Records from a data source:
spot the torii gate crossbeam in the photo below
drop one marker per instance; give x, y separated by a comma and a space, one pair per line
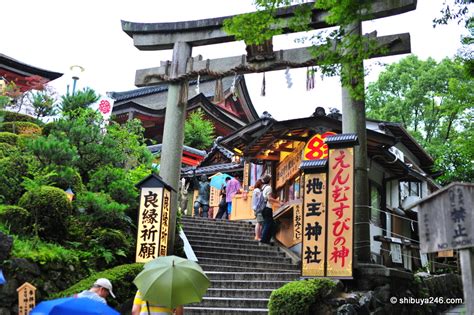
182, 36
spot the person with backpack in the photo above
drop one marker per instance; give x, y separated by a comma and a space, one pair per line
258, 204
267, 212
99, 291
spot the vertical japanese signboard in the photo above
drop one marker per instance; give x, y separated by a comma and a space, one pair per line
297, 222
165, 217
446, 219
26, 298
340, 212
314, 226
153, 219
149, 221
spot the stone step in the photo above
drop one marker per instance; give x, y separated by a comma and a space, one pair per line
221, 238
235, 235
260, 250
210, 242
245, 263
233, 302
245, 284
216, 267
259, 276
217, 229
220, 222
247, 257
239, 293
196, 310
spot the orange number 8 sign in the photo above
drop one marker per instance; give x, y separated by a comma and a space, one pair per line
316, 149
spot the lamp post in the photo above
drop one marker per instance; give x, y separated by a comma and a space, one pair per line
69, 193
76, 71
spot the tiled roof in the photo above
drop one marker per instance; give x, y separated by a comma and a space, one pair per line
15, 64
211, 169
206, 87
156, 148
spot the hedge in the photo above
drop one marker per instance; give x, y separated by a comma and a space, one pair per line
6, 150
49, 208
8, 137
17, 219
21, 127
13, 116
298, 297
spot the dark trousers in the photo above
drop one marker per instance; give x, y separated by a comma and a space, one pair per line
268, 225
205, 209
222, 211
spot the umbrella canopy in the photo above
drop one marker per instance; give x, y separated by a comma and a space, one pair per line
218, 180
171, 281
73, 306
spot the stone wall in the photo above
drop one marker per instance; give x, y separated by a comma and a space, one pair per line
378, 290
47, 278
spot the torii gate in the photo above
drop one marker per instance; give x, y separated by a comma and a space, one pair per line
182, 36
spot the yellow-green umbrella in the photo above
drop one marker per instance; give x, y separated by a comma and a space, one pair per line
171, 281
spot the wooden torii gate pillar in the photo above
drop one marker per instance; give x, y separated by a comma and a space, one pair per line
182, 36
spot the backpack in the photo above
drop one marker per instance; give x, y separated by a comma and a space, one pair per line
261, 203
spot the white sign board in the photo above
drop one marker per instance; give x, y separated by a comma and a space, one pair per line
446, 219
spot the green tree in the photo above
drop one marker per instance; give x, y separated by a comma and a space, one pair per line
198, 132
435, 102
43, 103
80, 141
79, 100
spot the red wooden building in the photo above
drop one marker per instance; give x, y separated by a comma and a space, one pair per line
24, 76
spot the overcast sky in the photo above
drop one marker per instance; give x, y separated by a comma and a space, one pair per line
56, 34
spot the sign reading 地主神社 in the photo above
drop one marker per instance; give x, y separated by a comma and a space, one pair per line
314, 226
153, 219
328, 210
340, 212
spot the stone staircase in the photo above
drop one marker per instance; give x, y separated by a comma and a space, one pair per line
243, 273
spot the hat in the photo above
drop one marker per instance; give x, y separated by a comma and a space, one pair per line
266, 178
105, 283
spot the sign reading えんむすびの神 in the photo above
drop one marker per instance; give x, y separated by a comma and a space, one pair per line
313, 247
340, 212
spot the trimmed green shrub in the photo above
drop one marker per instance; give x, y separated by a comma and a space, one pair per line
111, 247
49, 208
297, 297
14, 116
12, 171
43, 252
21, 127
8, 137
121, 278
67, 177
6, 150
116, 183
17, 219
48, 128
95, 203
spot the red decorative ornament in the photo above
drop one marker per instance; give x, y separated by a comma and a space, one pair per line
104, 106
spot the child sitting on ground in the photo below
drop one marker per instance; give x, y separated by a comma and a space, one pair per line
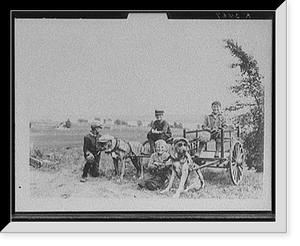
158, 171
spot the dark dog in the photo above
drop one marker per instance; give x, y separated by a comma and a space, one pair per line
183, 168
121, 150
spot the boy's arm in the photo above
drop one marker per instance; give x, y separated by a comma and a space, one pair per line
165, 127
223, 122
205, 125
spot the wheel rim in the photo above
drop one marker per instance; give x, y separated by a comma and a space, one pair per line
236, 162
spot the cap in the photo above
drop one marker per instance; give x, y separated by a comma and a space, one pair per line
95, 125
160, 143
159, 112
177, 139
105, 138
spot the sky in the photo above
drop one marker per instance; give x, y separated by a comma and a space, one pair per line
83, 68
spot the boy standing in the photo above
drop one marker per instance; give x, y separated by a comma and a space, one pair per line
91, 152
158, 171
212, 125
160, 129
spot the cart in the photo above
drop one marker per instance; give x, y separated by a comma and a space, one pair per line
232, 152
232, 155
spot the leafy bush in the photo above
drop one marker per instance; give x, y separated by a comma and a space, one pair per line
250, 87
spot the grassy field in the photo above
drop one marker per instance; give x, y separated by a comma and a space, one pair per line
60, 176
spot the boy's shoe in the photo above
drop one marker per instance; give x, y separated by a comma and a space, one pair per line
83, 179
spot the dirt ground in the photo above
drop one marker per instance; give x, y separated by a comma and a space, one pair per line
61, 177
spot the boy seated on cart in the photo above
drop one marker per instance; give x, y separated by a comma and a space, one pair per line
212, 128
160, 129
158, 171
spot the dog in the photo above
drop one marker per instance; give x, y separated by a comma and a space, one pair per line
183, 168
121, 150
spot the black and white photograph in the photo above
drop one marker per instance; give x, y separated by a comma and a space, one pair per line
144, 114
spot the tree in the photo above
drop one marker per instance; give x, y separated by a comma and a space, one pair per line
68, 123
249, 86
139, 123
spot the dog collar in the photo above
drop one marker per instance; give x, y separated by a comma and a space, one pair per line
115, 147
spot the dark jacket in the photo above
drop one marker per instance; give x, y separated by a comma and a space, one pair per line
162, 126
90, 144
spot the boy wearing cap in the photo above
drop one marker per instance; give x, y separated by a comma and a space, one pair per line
91, 152
158, 170
160, 129
212, 125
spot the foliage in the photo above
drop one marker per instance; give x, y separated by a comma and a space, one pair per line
249, 86
68, 123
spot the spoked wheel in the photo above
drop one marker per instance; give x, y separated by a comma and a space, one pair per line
146, 148
236, 162
146, 153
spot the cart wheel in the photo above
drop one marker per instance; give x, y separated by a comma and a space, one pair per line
146, 148
236, 162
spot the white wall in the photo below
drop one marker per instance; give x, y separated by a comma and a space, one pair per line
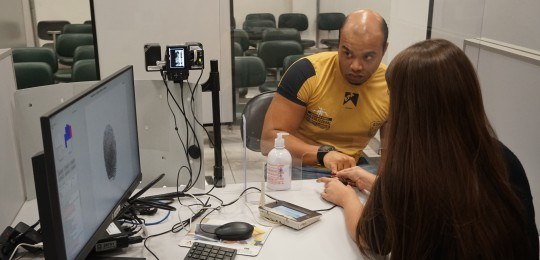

**Task instructions:** Look through the records for the word "green". Every line that has it should be copied.

**Expected answer:**
spot the yellow-green umbrella in the photo above
spot the green tree in the photo above
spot the trimmed green shrub in the photo above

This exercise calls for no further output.